[Source data]
— Begin —

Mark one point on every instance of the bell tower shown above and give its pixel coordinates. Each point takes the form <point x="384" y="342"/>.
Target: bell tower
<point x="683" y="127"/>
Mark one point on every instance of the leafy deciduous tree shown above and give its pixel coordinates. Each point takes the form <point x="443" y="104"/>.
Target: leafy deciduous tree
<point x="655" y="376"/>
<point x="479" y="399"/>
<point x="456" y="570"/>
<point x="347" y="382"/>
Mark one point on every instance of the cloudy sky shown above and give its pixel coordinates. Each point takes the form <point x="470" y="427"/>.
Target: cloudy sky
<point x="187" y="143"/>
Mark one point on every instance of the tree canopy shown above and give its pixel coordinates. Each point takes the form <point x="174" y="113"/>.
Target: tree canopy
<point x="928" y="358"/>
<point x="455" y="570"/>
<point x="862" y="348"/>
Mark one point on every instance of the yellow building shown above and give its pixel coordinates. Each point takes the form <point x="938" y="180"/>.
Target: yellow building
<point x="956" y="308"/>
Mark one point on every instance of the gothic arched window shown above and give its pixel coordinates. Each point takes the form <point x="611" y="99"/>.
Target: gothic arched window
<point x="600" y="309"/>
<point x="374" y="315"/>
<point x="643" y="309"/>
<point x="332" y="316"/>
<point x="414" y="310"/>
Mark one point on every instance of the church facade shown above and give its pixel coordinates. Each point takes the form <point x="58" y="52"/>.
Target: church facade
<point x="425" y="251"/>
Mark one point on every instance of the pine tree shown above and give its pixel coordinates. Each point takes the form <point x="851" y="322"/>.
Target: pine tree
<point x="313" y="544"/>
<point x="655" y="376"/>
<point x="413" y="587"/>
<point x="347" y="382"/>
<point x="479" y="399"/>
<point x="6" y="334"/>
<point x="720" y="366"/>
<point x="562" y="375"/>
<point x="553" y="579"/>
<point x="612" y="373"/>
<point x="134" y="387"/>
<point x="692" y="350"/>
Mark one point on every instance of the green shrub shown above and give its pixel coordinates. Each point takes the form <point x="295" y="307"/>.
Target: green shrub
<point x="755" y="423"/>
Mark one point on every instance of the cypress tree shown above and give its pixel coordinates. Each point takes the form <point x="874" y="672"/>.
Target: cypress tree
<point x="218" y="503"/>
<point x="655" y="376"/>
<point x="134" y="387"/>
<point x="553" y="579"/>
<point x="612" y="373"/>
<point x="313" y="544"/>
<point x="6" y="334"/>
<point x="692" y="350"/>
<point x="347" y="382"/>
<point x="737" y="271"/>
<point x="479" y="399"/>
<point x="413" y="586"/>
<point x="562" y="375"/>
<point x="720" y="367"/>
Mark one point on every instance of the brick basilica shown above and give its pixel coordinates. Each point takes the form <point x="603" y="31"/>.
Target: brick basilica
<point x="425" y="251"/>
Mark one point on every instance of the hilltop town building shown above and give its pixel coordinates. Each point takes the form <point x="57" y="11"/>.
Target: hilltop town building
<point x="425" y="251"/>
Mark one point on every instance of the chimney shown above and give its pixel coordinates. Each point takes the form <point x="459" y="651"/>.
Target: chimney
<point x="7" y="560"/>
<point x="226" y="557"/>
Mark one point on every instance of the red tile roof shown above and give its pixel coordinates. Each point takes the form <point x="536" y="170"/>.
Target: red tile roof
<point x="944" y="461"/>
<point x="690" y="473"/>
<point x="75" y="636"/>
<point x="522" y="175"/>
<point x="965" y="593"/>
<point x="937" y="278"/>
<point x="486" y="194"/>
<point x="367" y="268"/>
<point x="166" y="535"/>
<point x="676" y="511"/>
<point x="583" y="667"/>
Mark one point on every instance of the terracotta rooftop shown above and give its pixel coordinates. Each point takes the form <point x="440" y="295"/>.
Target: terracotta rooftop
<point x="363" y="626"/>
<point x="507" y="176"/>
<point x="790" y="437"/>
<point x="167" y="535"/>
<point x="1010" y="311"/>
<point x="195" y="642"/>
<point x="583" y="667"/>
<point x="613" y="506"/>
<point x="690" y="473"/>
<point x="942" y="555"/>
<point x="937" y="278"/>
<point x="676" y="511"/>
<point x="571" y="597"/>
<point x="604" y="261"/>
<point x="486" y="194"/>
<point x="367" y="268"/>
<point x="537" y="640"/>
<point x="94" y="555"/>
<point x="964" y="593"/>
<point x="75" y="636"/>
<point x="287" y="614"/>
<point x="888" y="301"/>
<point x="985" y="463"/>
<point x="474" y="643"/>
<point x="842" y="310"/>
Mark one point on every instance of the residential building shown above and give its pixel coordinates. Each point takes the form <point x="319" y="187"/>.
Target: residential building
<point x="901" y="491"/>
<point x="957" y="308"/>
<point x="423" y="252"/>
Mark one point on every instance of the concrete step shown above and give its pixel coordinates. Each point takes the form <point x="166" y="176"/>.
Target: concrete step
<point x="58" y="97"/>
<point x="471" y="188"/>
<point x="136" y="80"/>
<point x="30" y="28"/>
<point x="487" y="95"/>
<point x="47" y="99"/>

— End —

=== EXERCISE DETAILS ===
Retype, exactly and only, the lines running from the one with "Mark one point on every instance of the terracotta" through the final line of the listing above.

=== PROBLEM SOLUTION ===
Mark one point on every instance of the terracotta rooftop shown above and give its pixel coordinates. Each point takes the form <point x="440" y="295"/>.
Target: terracotta rooftop
<point x="363" y="626"/>
<point x="507" y="176"/>
<point x="790" y="437"/>
<point x="167" y="535"/>
<point x="1010" y="311"/>
<point x="195" y="642"/>
<point x="583" y="667"/>
<point x="613" y="506"/>
<point x="690" y="473"/>
<point x="942" y="555"/>
<point x="937" y="278"/>
<point x="676" y="511"/>
<point x="571" y="597"/>
<point x="604" y="261"/>
<point x="486" y="194"/>
<point x="367" y="268"/>
<point x="537" y="640"/>
<point x="94" y="555"/>
<point x="964" y="593"/>
<point x="75" y="636"/>
<point x="287" y="614"/>
<point x="888" y="301"/>
<point x="985" y="463"/>
<point x="474" y="643"/>
<point x="842" y="310"/>
Mark one point on every instance of the residential building shown above and give its pixel coordinates. Each point takes the form <point x="319" y="187"/>.
Target: residential building
<point x="901" y="491"/>
<point x="957" y="308"/>
<point x="423" y="252"/>
Mark one point on every instance of the concrete step shown above and give its pixel coordinates. Each point takes the form <point x="166" y="176"/>.
Target: concrete step
<point x="58" y="97"/>
<point x="471" y="188"/>
<point x="136" y="80"/>
<point x="30" y="28"/>
<point x="487" y="95"/>
<point x="47" y="99"/>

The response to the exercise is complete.